Part of a data file:
________________________________________
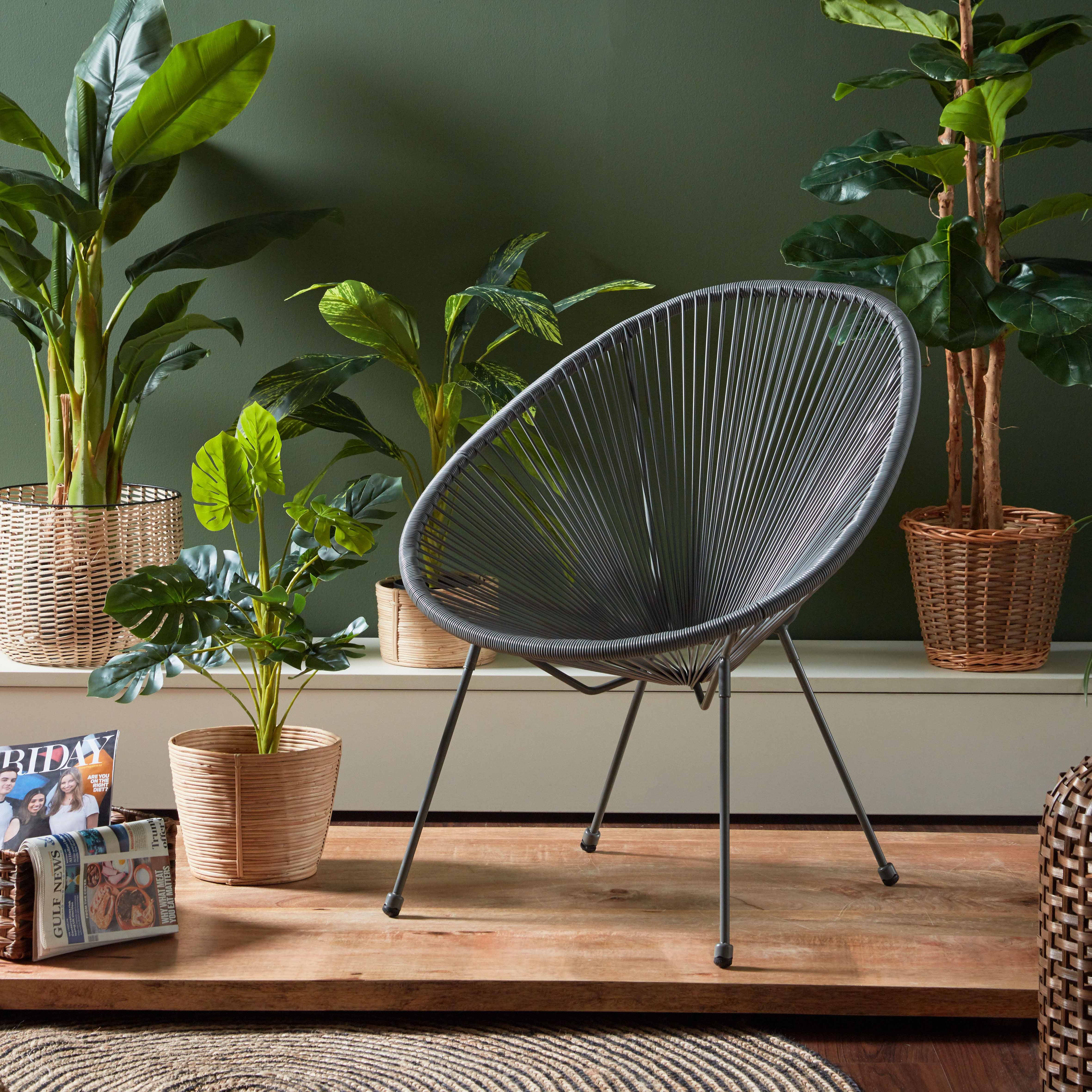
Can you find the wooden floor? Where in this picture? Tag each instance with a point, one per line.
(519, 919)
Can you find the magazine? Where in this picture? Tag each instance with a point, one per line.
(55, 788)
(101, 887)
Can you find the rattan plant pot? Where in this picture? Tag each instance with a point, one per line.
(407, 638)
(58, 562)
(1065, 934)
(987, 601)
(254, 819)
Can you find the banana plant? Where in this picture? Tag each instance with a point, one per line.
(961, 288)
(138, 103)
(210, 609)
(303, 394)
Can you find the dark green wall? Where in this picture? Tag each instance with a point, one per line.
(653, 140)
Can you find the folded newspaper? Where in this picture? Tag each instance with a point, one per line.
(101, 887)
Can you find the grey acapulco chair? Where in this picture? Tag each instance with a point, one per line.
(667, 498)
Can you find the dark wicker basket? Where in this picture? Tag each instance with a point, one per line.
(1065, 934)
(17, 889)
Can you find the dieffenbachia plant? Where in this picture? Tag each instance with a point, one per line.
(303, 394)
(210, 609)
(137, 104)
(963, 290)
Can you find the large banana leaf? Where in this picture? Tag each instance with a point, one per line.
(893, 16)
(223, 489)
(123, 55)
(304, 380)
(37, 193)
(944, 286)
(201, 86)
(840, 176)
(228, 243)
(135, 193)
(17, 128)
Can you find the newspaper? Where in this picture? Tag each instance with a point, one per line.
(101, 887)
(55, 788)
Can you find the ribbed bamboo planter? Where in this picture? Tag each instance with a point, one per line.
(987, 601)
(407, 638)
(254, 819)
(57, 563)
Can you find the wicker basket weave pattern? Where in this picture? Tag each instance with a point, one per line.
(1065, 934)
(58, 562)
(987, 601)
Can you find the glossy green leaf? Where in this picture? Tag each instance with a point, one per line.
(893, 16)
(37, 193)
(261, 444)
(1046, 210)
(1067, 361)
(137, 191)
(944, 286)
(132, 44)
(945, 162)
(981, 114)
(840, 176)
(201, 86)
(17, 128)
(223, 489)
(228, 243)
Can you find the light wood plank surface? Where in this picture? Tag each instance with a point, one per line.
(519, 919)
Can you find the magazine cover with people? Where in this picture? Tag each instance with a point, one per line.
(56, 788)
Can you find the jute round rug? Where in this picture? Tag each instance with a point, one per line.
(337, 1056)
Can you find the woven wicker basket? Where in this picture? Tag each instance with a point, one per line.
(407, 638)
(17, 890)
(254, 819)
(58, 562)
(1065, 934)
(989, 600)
________________________________________
__What this task involves__: Reproduce all of the data above line for line, leaving out the pictures.

__Answer to the problem__:
Can you find the wooden floor? Where in this picture? Tag each instance with a point, one per line.
(519, 919)
Can you find the magazine? Where in this picture? Tag each instance with a point, one per line.
(55, 788)
(101, 887)
Can you find the rattan plant pot? Where in this picture? Tag each instance with a point, one per line.
(407, 638)
(58, 562)
(1065, 934)
(987, 601)
(254, 819)
Can you find the banana plant? Where in this picture? Tag each instance with a point, one per line.
(961, 288)
(138, 103)
(210, 609)
(303, 394)
Can you find the dark green wall? Where in this picture? Tag each instance with a point, one per line.
(653, 140)
Can you find the folded newspaper? Where in this picture? Tag each instance with a point, one per line.
(101, 887)
Can you find the grey acapulco chair? Where in this picture? Tag each instance with a point, one per line.
(667, 498)
Can you find the dark wicker basket? Where in this picture? Tag each instance with a point, one per line.
(1065, 934)
(17, 889)
Can you find the dieffenbachia plant? Where in this picture? Tag each instance with a point, one per line.
(303, 394)
(210, 609)
(137, 104)
(963, 290)
Can you find the large banana leaf? Where in this picture? Tag each instance with a point, one per line.
(893, 16)
(223, 489)
(123, 55)
(304, 380)
(37, 193)
(944, 286)
(201, 86)
(840, 176)
(228, 243)
(135, 193)
(17, 128)
Can you find the newspaper? Where in this picture? Tag each instance with a point, one per line.
(101, 887)
(55, 788)
Can you find the ribbed bamboo planter? Where in this picture? Tag each instance with a point, one per line.
(987, 601)
(407, 638)
(254, 819)
(57, 563)
Can you find the wicker basket weave pattern? Where in this picture? Tag each instance with a point, one per line.
(1065, 934)
(58, 562)
(987, 601)
Can you find the glossy green leaf? Where in this picture? Tag each instance with a point, one per line.
(893, 16)
(37, 193)
(261, 444)
(1046, 210)
(1067, 361)
(137, 191)
(944, 286)
(132, 44)
(945, 162)
(981, 114)
(840, 176)
(201, 86)
(17, 128)
(223, 489)
(228, 243)
Can you find the light wood plank surface? Where in this picture? Tag each instance with a point, one per line.
(519, 919)
Can you find the magazine cover with people? Where in this picture? Tag each instance with a point, one per line.
(56, 788)
Can you find the jute round rug? Where in this picture? Tag each instance with a point, one per line.
(337, 1056)
Can you find the woven wicker basket? Where in this picture? Tag each instance with a point, one per line.
(407, 638)
(17, 890)
(254, 819)
(58, 562)
(1065, 934)
(989, 600)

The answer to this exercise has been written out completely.